Work task :: Copy out every one of the entries below word for word, with no changes.

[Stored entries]
- Opening Delimiter -

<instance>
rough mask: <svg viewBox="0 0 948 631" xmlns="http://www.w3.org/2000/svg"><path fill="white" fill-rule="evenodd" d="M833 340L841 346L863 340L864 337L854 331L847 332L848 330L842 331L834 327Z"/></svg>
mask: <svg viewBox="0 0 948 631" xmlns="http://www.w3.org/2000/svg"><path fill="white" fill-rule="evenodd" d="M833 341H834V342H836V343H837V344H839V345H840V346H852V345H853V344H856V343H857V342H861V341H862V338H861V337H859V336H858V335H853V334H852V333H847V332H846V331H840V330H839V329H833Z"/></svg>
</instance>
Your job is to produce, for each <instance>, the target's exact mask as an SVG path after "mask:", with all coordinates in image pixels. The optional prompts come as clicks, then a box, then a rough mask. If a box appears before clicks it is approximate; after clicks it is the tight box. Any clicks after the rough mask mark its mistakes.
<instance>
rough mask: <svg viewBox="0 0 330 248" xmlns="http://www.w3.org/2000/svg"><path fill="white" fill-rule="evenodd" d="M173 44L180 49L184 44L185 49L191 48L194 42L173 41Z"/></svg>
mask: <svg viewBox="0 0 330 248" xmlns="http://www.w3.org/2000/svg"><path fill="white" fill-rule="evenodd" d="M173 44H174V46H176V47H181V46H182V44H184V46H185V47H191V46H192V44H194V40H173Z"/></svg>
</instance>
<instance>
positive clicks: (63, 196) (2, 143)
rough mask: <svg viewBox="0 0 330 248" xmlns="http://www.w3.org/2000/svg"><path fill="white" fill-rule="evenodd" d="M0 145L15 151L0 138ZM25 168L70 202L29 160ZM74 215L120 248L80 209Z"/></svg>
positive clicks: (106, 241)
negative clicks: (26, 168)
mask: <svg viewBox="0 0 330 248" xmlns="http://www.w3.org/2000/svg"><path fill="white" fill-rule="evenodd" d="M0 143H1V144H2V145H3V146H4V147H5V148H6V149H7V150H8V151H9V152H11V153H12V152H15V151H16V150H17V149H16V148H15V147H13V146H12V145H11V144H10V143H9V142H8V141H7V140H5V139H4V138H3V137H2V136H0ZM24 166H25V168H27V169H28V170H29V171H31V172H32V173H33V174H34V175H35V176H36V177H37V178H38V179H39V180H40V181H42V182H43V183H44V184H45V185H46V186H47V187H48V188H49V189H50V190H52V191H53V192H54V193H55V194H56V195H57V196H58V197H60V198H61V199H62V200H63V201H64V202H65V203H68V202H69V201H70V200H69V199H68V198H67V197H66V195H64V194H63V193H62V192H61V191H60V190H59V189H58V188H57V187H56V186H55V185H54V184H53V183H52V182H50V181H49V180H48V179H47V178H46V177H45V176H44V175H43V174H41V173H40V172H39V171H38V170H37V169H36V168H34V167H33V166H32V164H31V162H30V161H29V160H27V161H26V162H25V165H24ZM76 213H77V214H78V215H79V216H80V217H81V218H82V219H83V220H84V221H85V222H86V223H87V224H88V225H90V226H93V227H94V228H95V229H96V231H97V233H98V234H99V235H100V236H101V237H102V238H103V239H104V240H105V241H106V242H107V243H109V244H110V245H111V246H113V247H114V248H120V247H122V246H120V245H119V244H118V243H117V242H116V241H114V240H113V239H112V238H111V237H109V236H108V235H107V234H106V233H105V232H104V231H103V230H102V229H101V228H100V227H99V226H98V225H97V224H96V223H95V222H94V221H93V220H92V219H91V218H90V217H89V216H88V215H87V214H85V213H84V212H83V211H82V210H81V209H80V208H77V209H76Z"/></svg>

- Closing Delimiter -

Answer space ::
<instance>
rough mask: <svg viewBox="0 0 948 631" xmlns="http://www.w3.org/2000/svg"><path fill="white" fill-rule="evenodd" d="M833 340L841 346L863 340L864 337L854 331L847 332L848 330L842 331L834 327Z"/></svg>
mask: <svg viewBox="0 0 948 631" xmlns="http://www.w3.org/2000/svg"><path fill="white" fill-rule="evenodd" d="M833 341H834V342H836V343H837V344H839V345H840V346H852V345H853V344H856V343H857V342H861V341H862V338H861V337H859V336H858V335H853V334H852V333H847V332H846V331H840V330H839V329H833Z"/></svg>
</instance>
Your job is to produce, for each <instance>, the target's exact mask as an SVG path after "mask:", with all coordinates in image pixels. The optional prompts come as clicks, then a box, then a rough mask. If a box appears before clicks it is approximate; after clicks it is the tight box. Any clicks after the rough mask mark its mistakes.
<instance>
rough mask: <svg viewBox="0 0 330 248" xmlns="http://www.w3.org/2000/svg"><path fill="white" fill-rule="evenodd" d="M173 44L180 49L184 44L185 49L191 48L194 42L173 41Z"/></svg>
mask: <svg viewBox="0 0 330 248" xmlns="http://www.w3.org/2000/svg"><path fill="white" fill-rule="evenodd" d="M173 44H174V46H176V47H181V46H182V44H184V46H185V47H191V46H192V44H194V40H173Z"/></svg>
</instance>
<instance>
positive clicks: (63, 196) (2, 143)
rough mask: <svg viewBox="0 0 330 248" xmlns="http://www.w3.org/2000/svg"><path fill="white" fill-rule="evenodd" d="M0 145L15 151L0 138ZM25 168L70 202L29 160ZM74 215L120 248L80 209Z"/></svg>
positive clicks: (106, 241)
negative clicks: (26, 168)
mask: <svg viewBox="0 0 330 248" xmlns="http://www.w3.org/2000/svg"><path fill="white" fill-rule="evenodd" d="M0 143H1V144H2V145H3V146H4V147H5V148H6V149H7V150H8V151H9V152H11V153H12V152H15V151H16V150H17V149H16V148H15V147H13V146H12V145H11V144H10V143H9V142H8V141H7V140H5V139H4V138H3V137H2V136H0ZM24 166H25V168H27V169H28V170H29V171H31V172H32V173H33V174H34V175H35V176H36V177H37V178H38V179H39V180H40V181H42V182H43V183H44V184H45V185H46V186H47V187H48V188H49V189H50V190H52V191H53V192H54V193H55V194H56V195H57V196H58V197H60V198H61V199H62V200H63V201H64V202H65V203H68V202H69V201H70V200H69V199H68V198H67V197H66V195H64V194H63V193H62V192H61V191H60V190H59V189H58V188H57V187H56V186H55V185H54V184H53V183H52V182H50V181H49V180H48V179H47V178H46V177H45V176H44V175H43V174H41V173H40V172H39V171H38V170H37V169H36V168H34V167H33V166H32V164H31V162H30V161H29V160H27V161H26V162H25V165H24ZM76 213H77V214H78V215H79V216H80V217H81V218H82V219H83V220H84V221H85V222H86V223H87V224H88V225H90V226H93V227H94V228H95V229H96V231H97V233H98V234H99V235H100V236H101V237H102V238H103V239H104V240H105V241H106V242H107V243H109V244H110V245H111V246H113V247H114V248H120V247H122V246H120V245H119V244H118V243H117V242H116V241H114V240H113V239H112V238H111V237H109V236H108V235H107V234H106V233H105V232H104V231H103V230H102V229H101V228H100V227H99V226H98V225H97V224H96V223H95V222H94V221H93V220H92V219H91V218H90V217H89V216H88V215H87V214H85V213H84V212H83V211H82V210H81V209H80V208H77V209H76Z"/></svg>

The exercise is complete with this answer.